» Selected excerpt
-------

The HWAAS move will dramatically change the OH landscape. If the biggest part of your job is sickness absence, this means that the Government is about to provide the service to your customers and your employers for free. If you are an HR manager, business owner, finance director or manager and are considering signing a three-year OH contract, you may wonder if this is still worthwhile, as in about 18 months you can freely use the new service for all your absence needs.

I am sure that many of the larger OH providers are currently rubbing their hands in glee at the thought of winning the kind of contract that, in OH terms, will be the equivalent of running the Olympics – all year, every year. But the creation of the service raises huge issues.

Even OH providers Health Management, Serco and Atos are not capable of running such a mammoth service in-house unless they transfer a large portion of their client base over to HWAAS.

Even then, the prospect of possibly employing more than 20% of the OH workforce in the UK is daunting.

How could it work?

I can see three potential models:

1. One big provider with an employed workforce that is huge, in current OH terms. This business will have to:



  • get it right for its customers the first time, or the publicity for failure will be a hammer blow;
  • get it right for its employees or they will resign and put at risk the OH referral targets, as in the relatively small world of OH word will travel fast and nobody will want to take their place; and
  • have a substantial in-house training capability for new entrants to the OH profession, of which there will undoubtedly be a lot.

-------

(Recorded data)
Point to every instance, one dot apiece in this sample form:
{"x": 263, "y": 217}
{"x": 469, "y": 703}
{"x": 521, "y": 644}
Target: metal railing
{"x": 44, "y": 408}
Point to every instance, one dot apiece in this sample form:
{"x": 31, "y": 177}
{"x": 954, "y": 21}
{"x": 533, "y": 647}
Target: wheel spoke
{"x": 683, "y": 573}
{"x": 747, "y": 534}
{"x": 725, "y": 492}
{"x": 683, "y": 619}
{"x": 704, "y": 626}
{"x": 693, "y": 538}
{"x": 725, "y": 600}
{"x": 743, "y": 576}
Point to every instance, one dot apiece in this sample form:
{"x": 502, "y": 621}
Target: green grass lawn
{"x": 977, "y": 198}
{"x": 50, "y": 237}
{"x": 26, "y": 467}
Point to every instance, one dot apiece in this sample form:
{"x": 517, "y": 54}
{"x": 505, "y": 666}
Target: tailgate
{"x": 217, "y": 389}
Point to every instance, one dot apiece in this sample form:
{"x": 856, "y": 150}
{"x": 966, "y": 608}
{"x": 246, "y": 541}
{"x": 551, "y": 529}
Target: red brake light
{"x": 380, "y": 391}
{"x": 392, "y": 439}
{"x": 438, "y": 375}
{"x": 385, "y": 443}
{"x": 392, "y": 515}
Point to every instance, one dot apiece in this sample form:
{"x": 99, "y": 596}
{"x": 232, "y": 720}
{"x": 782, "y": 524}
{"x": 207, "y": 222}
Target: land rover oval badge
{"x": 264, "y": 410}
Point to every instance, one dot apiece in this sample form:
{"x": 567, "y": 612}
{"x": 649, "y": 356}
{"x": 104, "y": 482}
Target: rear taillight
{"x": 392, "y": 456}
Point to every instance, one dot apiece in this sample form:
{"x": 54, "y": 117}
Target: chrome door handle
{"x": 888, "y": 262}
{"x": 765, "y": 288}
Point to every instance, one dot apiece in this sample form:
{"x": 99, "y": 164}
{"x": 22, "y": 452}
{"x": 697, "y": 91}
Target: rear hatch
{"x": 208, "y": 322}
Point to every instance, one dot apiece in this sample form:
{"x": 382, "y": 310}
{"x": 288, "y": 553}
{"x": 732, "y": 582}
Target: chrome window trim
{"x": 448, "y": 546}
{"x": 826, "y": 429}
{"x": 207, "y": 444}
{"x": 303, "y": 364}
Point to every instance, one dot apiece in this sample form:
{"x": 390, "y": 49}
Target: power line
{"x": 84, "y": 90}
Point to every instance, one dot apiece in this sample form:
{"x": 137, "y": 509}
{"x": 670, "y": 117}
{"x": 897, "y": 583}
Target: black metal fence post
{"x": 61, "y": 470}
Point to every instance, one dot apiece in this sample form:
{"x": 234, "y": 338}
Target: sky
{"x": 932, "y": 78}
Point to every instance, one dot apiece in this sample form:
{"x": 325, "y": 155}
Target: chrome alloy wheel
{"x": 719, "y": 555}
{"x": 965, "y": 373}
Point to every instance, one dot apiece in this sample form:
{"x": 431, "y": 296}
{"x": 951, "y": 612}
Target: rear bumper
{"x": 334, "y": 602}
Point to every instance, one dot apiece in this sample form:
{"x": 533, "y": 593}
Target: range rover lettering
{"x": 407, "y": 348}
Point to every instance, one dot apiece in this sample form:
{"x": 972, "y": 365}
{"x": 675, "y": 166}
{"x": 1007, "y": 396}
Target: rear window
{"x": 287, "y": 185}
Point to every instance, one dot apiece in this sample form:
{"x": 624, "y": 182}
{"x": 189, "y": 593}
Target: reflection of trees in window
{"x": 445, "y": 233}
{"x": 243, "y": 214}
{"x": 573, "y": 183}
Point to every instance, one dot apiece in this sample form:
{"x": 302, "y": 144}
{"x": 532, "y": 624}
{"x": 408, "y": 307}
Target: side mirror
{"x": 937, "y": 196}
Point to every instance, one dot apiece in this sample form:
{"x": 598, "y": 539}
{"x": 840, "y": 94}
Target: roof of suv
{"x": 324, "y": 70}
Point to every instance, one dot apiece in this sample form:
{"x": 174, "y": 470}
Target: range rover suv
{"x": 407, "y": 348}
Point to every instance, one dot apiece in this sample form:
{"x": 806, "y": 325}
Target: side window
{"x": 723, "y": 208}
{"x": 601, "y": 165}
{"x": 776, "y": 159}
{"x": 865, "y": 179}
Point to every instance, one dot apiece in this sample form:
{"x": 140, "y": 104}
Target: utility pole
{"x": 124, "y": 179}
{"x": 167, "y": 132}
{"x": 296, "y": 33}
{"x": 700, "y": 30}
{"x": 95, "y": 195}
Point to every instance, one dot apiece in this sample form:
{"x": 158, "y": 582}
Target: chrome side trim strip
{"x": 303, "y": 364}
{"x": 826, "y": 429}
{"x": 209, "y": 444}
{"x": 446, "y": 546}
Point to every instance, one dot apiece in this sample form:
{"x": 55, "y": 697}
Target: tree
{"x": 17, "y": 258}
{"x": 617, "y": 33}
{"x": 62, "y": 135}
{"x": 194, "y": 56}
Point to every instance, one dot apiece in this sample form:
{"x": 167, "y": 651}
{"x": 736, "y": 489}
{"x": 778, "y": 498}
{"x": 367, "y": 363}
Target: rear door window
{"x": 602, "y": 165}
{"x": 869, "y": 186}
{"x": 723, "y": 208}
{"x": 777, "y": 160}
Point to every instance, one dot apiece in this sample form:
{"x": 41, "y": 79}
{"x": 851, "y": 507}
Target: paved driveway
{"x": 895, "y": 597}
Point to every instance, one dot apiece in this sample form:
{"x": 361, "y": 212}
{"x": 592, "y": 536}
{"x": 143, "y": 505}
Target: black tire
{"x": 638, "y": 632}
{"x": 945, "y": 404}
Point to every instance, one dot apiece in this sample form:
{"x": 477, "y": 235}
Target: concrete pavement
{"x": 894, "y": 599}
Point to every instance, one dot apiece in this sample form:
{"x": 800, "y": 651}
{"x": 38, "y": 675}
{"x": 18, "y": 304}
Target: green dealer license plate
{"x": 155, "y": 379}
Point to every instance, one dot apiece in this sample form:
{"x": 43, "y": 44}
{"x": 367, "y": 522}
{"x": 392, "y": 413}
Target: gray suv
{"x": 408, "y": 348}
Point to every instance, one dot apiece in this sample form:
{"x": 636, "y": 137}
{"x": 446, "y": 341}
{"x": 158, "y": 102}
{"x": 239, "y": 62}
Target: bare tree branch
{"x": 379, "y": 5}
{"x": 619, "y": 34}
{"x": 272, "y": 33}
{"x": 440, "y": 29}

-------

» Work task A
From the HWAAS passage, write out word for word the part that opens with the words containing "Even then, the" and closes with "undoubtedly be a lot.".
» Work task B
Decide whether each statement agrees with the HWAAS passage, answering yes or no and quoting the words that settle it: (i) The new service will be free to use for absence needs in about 18 months. (ii) Serco could run such a service in-house without moving any of its clients. (iii) The passage sets out four potential models.
» Work task C
Answer these questions using the HWAAS passage:
(i) What share of the UK OH workforce might the service possibly employ?
(ii) What does the passage compare winning the contract to, in OH terms?
(iii) What kind of in-house capability must the one big provider have?

» Your response A
Even then, the prospect of possibly employing more than 20% of the OH workforce in the UK is daunting.

How could it work?

I can see three potential models:

1. One big provider with an employed workforce that is huge, in current OH terms. This business will have to:



  • get it right for its customers the first time, or the publicity for failure will be a hammer blow;
  • get it right for its employees or they will resign and put at risk the OH referral targets, as in the relatively small world of OH word will travel fast and nobody will want to take their place; and
  • have a substantial in-house training capability for new entrants to the OH profession, of which there will undoubtedly be a lot.

» Your response B
(i) Yes: "in about 18 months you can freely use the new service for all your absence needs"
(ii) No: "Even OH providers Health Management, Serco and Atos are not capable of running such a mammoth service in-house unless they transfer a large portion of their client base over to HWAAS."
(iii) No: "I can see three potential models:"

» Your response C
(i) More than 20%.
(ii) Running the Olympics, all year, every year.
(iii) A substantial in-house training capability for new entrants to the OH profession.